PROVIDED TEXT start
Why am I talking about tree growth? Because that’s what the Christian life should be like in the process of our sanctification, becoming increasingly more like Christ… by the power of God to the glory of God.
If we put that in the context of what Paul has been teaching in these early chapters of Romans (and especially from the latter part of ch. 3 through the early part of ch. 6), we might say it like this: For those who have been justified by faith in Christ’s righteousness for right relationship to God, and are therefore positionally sanctified in union to Christ, being dead to sin and alive to God, that means there will also necessarily be ongoing growth in Christ—progressive sanctification.
But unlike trees, God has made us beings in his own image who are aware and responsive and responsible. So just as God has called on us to cooperate with our salvation by responding in faith, he has also commanded us to cooperate in our sanctification.
Just so, we have come to some applicational verses from Paul in Romans 6, where Paul indicates that…
The believer must learn to live consistently with new life in Christ.
But Paul doesn’t only command that we must do so, he also gives us help as to how we might do so.
Romans 6:11–14 ESV
11 So you also must consider yourselves dead to sin and alive to God in Christ Jesus. 12 Let not sin therefore reign in your mortal body, to make you obey its passions. 13 Do not present your members to sin as instruments for unrighteousness, but present yourselves to God as those who have been brought from death to life, and your members to God as instruments for righteousness. 14 For sin will have no dominion over you, since you are not under law but under grace.
The most obvious shift in the text is that the verbs transition (in 11-13) from indicative to imperative, from description to command. Paul shifts his attention to what we must do with the truth he has just explained.
The believer must learn to live consistently with new life in Christ.
As we’ve explained from the end of chapter 5 and into chapter 6, my understanding of what is happening here is that Paul is shifting from position to practice. - Just as I believe the text has given us indications that Paul has been emphasizing the positional change in right relationship to God, I believe the text indicates now that Paul is shifting toward the need for us to actively participate in living according to the new position that God has placed us in by the purchase of Christ’s death and resurrection.
The nuances in the text are complicated, so we need to always keep a measure of humility in recognizing that not everyone agrees with the details as we are interpreting them. But whether or not we agree on exactly when and how Paul makes this shift to progressive sanctification, let’s be sure we don’t lose sight of the main point, upon which I think we should agree: The believer must learn to live consistently with new life in Christ.
Now as we look closely at this section of imperatives (11-13) and final promise (v. 14), remember that this is application on the foundational truth Paul has laid. Know too that both the commands and imagery are instrumental to understanding the argument that follows, with an ongoing emphasis on progressive sanctification. (There will be a continuing emphasis on this imagery in the following pat of chapter 6.)
PROVIDED TEXT end
EXTRACTED ENTRIES start
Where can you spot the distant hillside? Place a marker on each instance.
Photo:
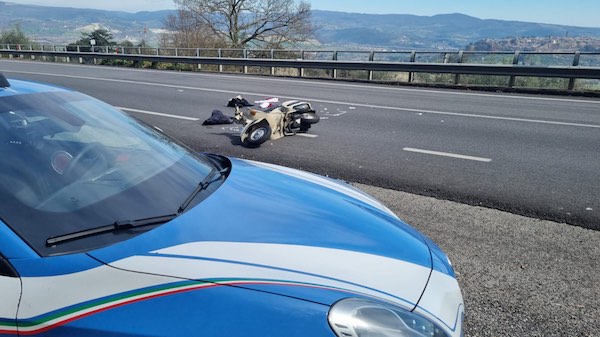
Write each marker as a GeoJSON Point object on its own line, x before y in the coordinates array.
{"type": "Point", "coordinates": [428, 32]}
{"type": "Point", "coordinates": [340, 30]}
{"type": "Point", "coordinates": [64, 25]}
EXTRACTED ENTRIES end
EXTRACTED ENTRIES start
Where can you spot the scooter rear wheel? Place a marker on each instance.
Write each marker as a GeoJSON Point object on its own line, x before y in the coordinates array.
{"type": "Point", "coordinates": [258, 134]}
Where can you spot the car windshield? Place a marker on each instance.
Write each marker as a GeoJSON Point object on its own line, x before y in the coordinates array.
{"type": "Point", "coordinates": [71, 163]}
EXTRACTED ENTRIES end
### WRITTEN EXERCISE 1
In the sanctification passage, what change do the verbs in Romans 6:11–13 make?
### WRITTEN EXERCISE 2
Carry the sanctification passage forward from its final sentence.

### WRITTEN RESPONSE 1
They move from indicative to imperative, from description to command.

### WRITTEN RESPONSE 2
Ok. To this point that we must learn to live consistently with our new life in Christ, Paul’s first command teaches us that…
A foundational help and motivation for ongoing growth in holiness is to consider the implications of our union to Christ. (verse 11)
“So you also must consider yourselves dead to sin and alive to God in Christ Jesus.” This first imperative involves careful reflection on the truth that Paul has just described, in order to let it have its ongoing intended effect.
The main verb means to count, to judge, to calculate, to reason about, to keep a mental record of, to hold a view, to charge it to your account. Paul is saying we should keep pondering this, mulling over it, believing it, counting on this truth. Make it a practice to consider the implications of having been united to Christ in his death to sin and life to God. Meditate on the sanctifying change that Christ has achieved and is still achieving.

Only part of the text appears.